*EXCERPTED DATA:*
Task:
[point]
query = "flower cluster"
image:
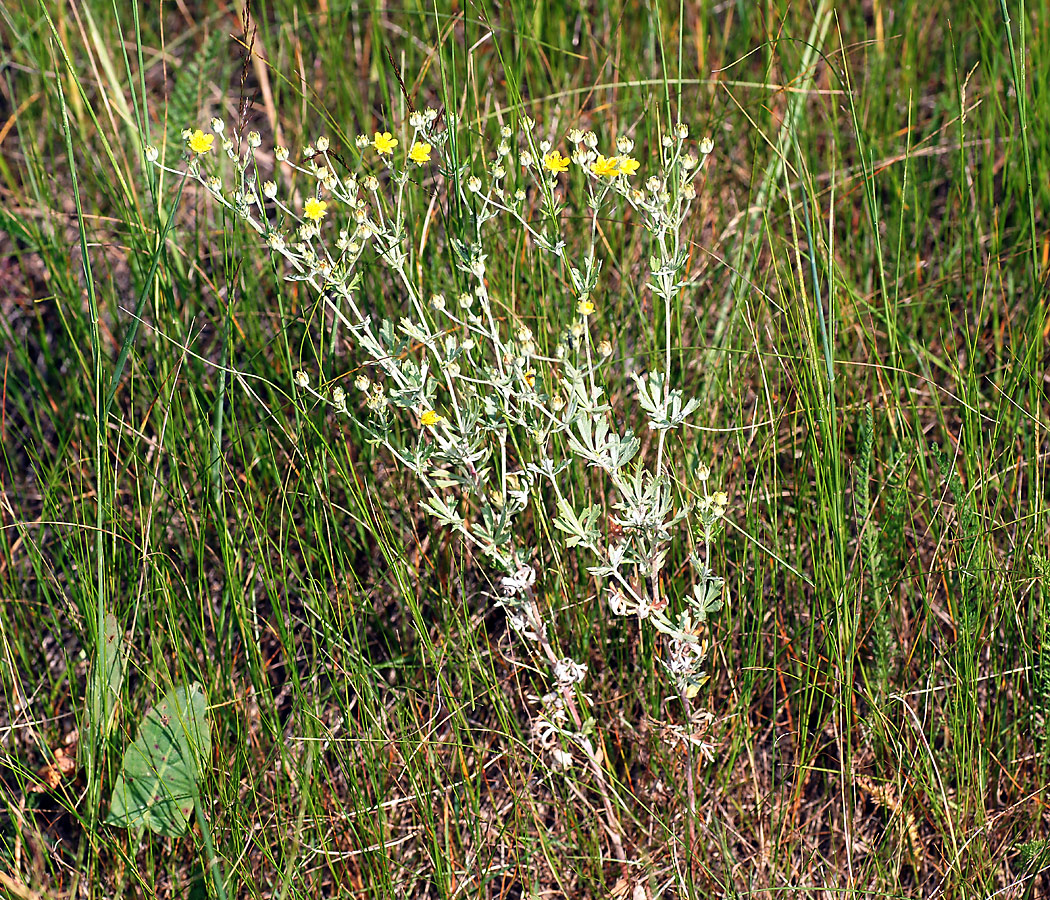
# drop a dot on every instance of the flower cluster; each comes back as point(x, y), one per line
point(499, 410)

*REQUEST:* Reproduce every item above character for character, omitting the pictures from your output.

*REPLY TO THE EXERCISE:*
Task:
[point]
query = "flower cluster"
image:
# drop a dot on every instance of the flower cluster; each comes back as point(x, y), one per line
point(499, 410)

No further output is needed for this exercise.